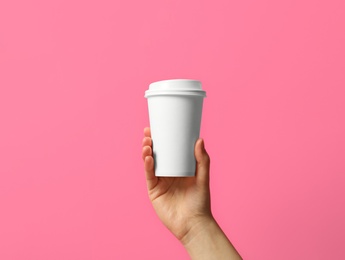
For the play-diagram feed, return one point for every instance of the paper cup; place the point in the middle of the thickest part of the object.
(175, 108)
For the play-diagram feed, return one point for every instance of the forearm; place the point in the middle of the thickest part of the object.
(206, 240)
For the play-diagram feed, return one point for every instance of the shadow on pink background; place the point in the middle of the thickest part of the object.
(72, 110)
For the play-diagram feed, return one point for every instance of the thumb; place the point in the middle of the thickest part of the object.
(202, 162)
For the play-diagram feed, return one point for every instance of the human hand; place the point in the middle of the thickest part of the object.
(181, 203)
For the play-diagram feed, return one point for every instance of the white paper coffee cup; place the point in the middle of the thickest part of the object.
(175, 109)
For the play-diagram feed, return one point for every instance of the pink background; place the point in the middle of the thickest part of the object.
(72, 81)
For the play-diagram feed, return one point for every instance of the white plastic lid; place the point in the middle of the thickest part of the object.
(175, 87)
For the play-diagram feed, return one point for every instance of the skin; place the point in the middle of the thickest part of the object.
(183, 205)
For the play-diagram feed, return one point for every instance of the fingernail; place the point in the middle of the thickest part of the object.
(203, 144)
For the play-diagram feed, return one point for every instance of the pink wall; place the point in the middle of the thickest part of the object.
(72, 80)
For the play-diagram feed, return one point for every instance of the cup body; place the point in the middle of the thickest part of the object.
(175, 117)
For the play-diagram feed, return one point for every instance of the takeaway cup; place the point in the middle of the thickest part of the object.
(175, 108)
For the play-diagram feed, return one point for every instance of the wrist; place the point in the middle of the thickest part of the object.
(199, 226)
(206, 240)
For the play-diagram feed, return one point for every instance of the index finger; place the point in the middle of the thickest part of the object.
(147, 132)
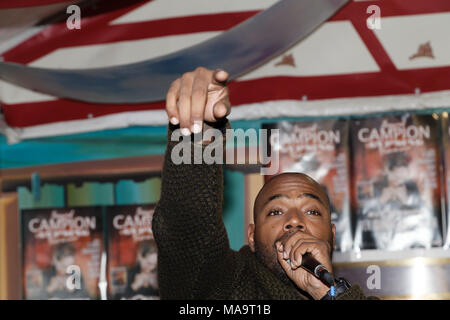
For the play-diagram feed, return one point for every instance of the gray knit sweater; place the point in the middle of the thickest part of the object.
(194, 259)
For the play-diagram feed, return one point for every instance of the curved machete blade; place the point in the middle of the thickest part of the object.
(237, 51)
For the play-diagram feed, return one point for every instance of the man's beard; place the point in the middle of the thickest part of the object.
(268, 256)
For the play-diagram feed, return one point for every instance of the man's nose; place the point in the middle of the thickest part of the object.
(294, 221)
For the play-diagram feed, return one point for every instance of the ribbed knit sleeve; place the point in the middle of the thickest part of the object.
(193, 248)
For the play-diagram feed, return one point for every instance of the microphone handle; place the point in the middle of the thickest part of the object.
(317, 269)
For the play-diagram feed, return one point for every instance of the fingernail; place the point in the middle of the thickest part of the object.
(185, 131)
(197, 127)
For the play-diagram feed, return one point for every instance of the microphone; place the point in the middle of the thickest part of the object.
(317, 269)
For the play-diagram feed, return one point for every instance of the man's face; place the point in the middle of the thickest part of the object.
(288, 203)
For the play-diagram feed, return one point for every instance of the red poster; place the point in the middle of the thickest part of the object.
(396, 181)
(132, 253)
(61, 253)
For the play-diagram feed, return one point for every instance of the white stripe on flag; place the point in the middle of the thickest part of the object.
(334, 48)
(163, 9)
(271, 109)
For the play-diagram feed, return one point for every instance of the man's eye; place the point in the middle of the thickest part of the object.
(313, 212)
(274, 212)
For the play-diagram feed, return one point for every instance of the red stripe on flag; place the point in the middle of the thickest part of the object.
(100, 33)
(251, 91)
(9, 4)
(390, 8)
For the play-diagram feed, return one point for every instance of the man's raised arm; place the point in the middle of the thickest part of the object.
(188, 226)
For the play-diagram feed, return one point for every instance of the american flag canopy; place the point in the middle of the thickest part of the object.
(347, 65)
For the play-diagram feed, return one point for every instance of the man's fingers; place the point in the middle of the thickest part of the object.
(184, 103)
(220, 76)
(171, 102)
(198, 103)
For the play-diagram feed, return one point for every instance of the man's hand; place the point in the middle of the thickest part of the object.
(197, 97)
(290, 251)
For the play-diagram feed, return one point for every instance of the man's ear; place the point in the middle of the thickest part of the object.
(251, 236)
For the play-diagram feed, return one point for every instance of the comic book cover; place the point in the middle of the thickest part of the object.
(132, 253)
(61, 250)
(446, 162)
(320, 149)
(396, 184)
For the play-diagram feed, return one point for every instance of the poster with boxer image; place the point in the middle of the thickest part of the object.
(132, 253)
(319, 149)
(396, 181)
(61, 253)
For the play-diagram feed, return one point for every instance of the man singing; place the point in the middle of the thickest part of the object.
(291, 217)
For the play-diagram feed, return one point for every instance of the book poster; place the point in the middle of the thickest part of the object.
(132, 253)
(396, 183)
(61, 253)
(446, 156)
(320, 149)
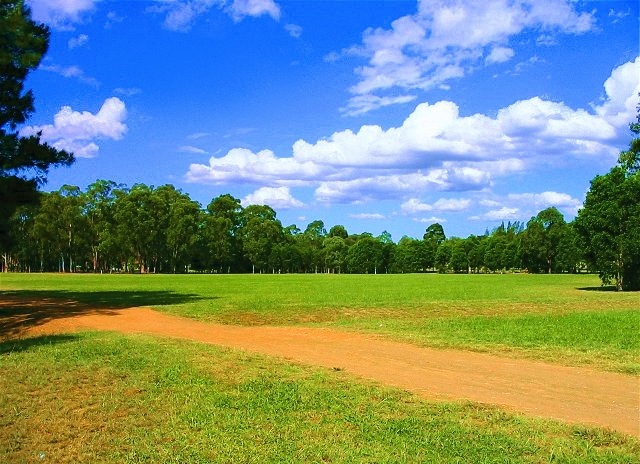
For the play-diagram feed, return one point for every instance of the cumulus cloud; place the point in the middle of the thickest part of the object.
(523, 206)
(60, 14)
(276, 197)
(540, 201)
(180, 15)
(193, 150)
(414, 205)
(436, 149)
(71, 72)
(368, 216)
(446, 39)
(78, 132)
(242, 8)
(79, 41)
(501, 214)
(294, 30)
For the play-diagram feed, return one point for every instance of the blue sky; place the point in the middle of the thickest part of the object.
(377, 115)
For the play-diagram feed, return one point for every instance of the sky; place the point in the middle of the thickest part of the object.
(375, 115)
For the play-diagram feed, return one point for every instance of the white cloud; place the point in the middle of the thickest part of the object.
(276, 197)
(181, 14)
(127, 91)
(446, 39)
(500, 55)
(435, 149)
(622, 89)
(430, 220)
(294, 30)
(414, 205)
(540, 201)
(523, 206)
(370, 216)
(71, 72)
(242, 8)
(78, 131)
(242, 165)
(502, 214)
(192, 149)
(79, 41)
(60, 13)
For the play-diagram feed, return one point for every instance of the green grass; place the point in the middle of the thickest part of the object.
(102, 397)
(565, 319)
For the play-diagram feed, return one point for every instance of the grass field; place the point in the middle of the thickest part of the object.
(567, 319)
(101, 397)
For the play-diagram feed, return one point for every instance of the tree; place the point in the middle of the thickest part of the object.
(24, 160)
(260, 232)
(541, 241)
(609, 221)
(433, 237)
(609, 224)
(366, 256)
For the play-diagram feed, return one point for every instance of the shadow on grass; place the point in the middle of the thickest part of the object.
(25, 344)
(21, 310)
(602, 288)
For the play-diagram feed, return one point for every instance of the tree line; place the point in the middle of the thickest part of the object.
(112, 228)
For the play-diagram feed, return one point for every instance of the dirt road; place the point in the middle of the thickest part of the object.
(577, 395)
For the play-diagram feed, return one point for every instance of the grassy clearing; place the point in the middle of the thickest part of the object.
(99, 397)
(559, 318)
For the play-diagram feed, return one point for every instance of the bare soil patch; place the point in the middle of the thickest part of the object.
(571, 394)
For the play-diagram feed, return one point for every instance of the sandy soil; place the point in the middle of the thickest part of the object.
(571, 394)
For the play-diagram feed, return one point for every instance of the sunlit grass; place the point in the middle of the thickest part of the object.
(98, 397)
(559, 318)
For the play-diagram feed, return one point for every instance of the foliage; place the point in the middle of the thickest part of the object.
(24, 160)
(112, 228)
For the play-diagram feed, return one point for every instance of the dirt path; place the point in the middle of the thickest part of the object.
(578, 395)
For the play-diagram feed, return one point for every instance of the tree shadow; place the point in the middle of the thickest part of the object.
(602, 288)
(21, 310)
(25, 344)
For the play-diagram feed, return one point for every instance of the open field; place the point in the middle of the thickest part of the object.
(565, 319)
(97, 396)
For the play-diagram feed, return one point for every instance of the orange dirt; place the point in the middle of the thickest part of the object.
(571, 394)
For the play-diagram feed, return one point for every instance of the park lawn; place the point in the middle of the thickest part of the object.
(566, 319)
(105, 397)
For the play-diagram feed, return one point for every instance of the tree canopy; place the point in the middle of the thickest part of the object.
(609, 221)
(24, 160)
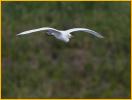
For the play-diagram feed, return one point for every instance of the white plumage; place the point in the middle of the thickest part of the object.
(60, 34)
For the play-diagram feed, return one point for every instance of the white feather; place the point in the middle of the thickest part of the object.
(62, 35)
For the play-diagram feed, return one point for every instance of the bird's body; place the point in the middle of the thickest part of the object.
(62, 35)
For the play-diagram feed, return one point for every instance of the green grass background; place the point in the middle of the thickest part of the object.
(40, 66)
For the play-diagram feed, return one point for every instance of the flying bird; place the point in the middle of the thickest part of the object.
(63, 35)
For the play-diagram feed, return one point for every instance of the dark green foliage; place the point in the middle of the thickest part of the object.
(40, 66)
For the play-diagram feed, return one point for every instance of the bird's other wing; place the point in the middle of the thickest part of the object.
(85, 30)
(40, 29)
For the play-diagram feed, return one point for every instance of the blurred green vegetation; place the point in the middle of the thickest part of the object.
(40, 66)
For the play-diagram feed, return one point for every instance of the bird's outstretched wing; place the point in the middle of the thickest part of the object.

• • • • • • •

DIRECTIONS: Copy out exactly the lines from the line with "the bird's other" to the end of the listing, including both of those lines, and give nothing else.

TASK RESULT:
For the play-diagram feed, return one point for every instance of the bird's other wing; place the point in the middle of the thickest part of the object.
(85, 30)
(40, 29)
For the play-diagram feed, return one point for every instance of the blurred green vegetation; place the point in the middle of the thickest part of the object.
(40, 66)
For the play-diagram feed, return one point for every instance of the bird's outstretched wing; place the point in the middle of the thickest part of the object.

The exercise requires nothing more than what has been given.